* [What the exercise asks]
Read the records below and report each line in which "jersey" occurs.

* [Records from a data source]
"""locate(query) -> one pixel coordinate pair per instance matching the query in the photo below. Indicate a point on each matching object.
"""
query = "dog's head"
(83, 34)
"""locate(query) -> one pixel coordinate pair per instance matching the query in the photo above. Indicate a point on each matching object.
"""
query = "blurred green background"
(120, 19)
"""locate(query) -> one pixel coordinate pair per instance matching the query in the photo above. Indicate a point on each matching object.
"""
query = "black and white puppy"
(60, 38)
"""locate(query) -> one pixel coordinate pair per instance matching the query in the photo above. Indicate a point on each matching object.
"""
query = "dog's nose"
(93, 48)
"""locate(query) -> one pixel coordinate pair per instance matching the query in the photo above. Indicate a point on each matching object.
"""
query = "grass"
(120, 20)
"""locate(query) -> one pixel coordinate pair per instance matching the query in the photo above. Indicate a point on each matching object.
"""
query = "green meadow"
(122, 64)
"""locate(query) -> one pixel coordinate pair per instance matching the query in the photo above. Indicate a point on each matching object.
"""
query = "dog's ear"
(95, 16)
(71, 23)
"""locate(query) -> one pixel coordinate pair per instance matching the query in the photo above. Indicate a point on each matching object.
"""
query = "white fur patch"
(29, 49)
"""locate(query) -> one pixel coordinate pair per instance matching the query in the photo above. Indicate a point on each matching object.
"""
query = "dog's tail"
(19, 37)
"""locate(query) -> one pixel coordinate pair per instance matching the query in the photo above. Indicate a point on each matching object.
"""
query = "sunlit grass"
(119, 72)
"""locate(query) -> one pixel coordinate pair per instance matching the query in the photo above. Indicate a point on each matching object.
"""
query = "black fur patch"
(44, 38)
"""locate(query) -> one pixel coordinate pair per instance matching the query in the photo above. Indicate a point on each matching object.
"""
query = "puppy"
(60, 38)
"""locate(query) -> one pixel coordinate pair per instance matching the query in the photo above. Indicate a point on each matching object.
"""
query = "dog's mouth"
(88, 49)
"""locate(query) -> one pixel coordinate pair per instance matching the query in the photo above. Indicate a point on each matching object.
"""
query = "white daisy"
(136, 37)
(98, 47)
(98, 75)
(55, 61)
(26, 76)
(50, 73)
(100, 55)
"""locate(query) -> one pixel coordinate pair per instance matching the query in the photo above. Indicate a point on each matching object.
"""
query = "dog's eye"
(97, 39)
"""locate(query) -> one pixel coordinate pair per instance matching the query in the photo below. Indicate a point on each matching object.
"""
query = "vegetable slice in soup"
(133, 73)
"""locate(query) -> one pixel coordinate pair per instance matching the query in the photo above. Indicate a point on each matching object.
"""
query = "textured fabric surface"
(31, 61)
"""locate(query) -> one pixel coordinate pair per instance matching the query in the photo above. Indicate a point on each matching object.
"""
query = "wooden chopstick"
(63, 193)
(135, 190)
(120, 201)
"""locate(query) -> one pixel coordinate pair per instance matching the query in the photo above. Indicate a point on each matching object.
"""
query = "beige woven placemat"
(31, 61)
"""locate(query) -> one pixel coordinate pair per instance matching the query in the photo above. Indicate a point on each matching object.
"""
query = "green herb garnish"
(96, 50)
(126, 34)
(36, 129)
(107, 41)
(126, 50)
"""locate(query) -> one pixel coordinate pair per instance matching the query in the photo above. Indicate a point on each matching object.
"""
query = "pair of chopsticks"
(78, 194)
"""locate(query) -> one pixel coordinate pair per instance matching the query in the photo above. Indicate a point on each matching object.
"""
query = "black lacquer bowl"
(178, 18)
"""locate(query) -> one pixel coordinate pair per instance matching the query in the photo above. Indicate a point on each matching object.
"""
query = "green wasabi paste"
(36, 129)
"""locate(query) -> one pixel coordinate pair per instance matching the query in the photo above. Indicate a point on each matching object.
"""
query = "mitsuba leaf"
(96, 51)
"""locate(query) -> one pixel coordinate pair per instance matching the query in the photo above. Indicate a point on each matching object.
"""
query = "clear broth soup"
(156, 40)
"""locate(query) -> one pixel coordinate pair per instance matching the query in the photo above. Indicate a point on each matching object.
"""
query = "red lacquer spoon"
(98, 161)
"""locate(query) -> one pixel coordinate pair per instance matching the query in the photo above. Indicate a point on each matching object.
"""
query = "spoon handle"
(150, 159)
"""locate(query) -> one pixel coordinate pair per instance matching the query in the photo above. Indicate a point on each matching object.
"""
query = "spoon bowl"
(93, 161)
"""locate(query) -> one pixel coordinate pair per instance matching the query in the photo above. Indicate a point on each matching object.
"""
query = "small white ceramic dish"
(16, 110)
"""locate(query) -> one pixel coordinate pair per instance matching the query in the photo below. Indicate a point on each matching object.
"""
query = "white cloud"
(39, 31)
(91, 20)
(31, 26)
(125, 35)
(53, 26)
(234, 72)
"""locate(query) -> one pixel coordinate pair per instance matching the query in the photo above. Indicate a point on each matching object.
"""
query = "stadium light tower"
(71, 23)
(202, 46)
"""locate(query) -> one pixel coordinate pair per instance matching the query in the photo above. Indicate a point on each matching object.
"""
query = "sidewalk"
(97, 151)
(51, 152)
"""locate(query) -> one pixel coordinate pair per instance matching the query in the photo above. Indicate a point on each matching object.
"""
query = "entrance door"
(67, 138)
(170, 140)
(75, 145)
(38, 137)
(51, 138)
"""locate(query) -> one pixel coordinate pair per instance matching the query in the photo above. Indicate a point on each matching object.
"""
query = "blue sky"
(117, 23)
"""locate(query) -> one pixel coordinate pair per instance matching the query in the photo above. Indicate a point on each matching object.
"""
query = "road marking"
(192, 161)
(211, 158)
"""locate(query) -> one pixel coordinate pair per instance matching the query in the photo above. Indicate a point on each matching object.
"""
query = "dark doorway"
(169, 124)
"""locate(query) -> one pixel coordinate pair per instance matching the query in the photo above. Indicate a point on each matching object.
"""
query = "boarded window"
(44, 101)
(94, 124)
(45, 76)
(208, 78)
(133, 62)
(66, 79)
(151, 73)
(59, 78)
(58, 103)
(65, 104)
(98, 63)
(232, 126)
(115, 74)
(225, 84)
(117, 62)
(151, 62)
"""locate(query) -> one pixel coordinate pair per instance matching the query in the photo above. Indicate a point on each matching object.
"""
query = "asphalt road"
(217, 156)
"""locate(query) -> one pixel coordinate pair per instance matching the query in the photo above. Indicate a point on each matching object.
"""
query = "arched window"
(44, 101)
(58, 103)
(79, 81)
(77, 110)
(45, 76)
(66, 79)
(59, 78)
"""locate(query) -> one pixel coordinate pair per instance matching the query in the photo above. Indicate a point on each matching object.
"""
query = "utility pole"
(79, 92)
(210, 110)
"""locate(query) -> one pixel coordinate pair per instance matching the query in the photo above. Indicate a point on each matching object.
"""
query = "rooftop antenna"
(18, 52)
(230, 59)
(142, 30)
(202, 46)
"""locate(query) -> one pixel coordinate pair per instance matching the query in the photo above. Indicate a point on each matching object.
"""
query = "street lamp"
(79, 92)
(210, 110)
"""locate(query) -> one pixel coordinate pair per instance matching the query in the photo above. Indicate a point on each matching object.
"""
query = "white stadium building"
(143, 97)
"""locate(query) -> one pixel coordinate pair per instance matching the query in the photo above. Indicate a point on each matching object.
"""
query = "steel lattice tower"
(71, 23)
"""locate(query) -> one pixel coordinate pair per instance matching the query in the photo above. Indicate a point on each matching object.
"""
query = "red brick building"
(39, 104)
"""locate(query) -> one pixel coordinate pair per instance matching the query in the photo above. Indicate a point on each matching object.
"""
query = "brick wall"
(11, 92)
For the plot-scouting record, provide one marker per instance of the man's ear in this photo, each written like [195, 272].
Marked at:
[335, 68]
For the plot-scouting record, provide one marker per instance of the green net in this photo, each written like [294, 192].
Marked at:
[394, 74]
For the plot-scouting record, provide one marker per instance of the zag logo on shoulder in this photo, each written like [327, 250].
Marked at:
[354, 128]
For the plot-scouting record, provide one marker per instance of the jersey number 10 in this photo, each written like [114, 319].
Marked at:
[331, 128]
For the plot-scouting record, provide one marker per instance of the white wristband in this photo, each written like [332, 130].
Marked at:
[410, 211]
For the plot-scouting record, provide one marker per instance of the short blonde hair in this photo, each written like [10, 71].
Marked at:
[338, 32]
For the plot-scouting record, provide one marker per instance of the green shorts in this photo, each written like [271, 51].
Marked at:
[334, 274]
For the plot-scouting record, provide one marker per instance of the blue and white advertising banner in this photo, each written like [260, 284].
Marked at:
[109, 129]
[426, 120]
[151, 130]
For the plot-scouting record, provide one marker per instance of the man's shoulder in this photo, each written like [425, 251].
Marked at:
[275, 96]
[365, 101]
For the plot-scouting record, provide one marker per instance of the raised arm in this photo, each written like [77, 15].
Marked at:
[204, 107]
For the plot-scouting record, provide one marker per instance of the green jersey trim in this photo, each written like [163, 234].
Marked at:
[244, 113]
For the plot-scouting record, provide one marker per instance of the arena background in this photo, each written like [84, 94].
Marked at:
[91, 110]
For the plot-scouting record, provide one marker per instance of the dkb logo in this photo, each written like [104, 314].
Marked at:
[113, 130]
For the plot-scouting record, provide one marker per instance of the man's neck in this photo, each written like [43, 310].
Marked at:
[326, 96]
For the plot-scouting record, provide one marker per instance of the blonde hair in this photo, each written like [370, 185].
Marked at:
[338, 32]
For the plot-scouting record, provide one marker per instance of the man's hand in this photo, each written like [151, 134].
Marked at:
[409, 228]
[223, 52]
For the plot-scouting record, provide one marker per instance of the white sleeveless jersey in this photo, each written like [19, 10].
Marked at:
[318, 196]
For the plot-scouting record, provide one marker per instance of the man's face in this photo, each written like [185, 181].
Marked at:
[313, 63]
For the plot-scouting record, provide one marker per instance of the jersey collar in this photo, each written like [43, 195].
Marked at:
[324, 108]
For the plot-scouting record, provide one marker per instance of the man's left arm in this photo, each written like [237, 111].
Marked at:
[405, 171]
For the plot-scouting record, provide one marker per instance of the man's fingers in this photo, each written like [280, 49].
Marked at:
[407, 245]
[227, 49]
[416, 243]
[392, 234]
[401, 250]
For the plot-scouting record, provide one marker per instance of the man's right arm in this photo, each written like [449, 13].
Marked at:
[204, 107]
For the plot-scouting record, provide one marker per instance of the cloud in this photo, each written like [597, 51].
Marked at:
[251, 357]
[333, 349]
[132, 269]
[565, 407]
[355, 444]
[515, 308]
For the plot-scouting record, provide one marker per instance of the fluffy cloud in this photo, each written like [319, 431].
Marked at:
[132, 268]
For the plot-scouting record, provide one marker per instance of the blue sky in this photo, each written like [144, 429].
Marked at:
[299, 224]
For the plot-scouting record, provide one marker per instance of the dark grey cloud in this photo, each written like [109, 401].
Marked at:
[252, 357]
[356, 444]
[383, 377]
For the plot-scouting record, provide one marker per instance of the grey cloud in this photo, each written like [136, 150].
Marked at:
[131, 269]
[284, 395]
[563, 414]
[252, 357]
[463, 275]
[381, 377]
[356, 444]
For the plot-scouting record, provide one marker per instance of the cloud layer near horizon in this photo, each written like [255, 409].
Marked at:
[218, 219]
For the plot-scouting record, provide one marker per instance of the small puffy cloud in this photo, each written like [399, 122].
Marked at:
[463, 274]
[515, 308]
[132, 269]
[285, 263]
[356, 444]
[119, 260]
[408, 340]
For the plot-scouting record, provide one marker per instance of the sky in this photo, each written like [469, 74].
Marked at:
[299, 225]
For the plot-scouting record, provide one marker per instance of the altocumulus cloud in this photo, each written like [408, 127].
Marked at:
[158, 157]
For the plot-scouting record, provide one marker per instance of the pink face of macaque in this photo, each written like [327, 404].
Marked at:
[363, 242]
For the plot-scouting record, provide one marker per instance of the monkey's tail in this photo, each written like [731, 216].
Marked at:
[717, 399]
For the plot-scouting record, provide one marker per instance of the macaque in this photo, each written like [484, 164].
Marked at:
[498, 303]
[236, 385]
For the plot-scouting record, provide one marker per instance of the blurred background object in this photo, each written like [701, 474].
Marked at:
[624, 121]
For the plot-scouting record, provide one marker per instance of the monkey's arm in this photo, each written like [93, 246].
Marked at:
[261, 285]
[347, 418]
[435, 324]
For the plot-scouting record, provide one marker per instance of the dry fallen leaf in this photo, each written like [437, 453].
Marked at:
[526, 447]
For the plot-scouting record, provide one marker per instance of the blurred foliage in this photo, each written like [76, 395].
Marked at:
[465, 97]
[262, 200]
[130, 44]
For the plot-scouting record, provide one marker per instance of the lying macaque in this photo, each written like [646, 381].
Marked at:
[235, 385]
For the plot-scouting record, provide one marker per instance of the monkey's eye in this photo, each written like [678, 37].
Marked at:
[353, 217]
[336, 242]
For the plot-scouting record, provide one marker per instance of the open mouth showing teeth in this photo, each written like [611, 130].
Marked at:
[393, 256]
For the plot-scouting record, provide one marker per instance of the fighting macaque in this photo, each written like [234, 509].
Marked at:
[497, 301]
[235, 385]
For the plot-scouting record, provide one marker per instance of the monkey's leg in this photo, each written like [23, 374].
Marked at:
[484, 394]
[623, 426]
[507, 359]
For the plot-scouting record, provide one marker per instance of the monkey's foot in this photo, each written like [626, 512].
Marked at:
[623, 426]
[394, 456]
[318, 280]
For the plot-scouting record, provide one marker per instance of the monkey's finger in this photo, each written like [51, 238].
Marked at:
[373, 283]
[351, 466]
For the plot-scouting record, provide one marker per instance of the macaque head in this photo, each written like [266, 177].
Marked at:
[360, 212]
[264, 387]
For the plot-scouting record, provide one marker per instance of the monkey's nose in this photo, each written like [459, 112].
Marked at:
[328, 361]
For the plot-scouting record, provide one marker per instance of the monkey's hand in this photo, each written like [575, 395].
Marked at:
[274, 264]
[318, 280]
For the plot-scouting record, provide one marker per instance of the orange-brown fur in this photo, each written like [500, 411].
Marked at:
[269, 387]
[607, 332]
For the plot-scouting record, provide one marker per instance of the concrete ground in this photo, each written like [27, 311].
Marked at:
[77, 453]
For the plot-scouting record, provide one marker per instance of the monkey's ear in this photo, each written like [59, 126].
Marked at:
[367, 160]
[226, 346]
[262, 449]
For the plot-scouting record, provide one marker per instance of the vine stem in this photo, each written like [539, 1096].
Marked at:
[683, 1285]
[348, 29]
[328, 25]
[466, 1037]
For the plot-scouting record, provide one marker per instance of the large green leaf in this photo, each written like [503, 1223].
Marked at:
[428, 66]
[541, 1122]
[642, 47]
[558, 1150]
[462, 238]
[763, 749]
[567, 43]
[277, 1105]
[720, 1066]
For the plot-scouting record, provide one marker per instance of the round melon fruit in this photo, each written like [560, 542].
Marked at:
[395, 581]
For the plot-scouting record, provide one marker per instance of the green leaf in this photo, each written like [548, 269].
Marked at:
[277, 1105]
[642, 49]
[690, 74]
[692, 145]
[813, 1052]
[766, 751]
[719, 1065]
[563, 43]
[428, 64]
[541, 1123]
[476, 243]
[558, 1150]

* [Solved problem]
For the plot-scouting record, provide one marker per instance of the jersey number 10 in this photo, each written like [114, 319].
For the plot-scouting record, provide one marker per instance of the green jersey trim in this photo, each written like [163, 234].
For the plot-scouting record, provide one marker per instance of the white sleeveless jersey in this photo, each written like [19, 10].
For the plot-scouting record, provide one marker per instance of the jersey collar in this photo, each written like [43, 195].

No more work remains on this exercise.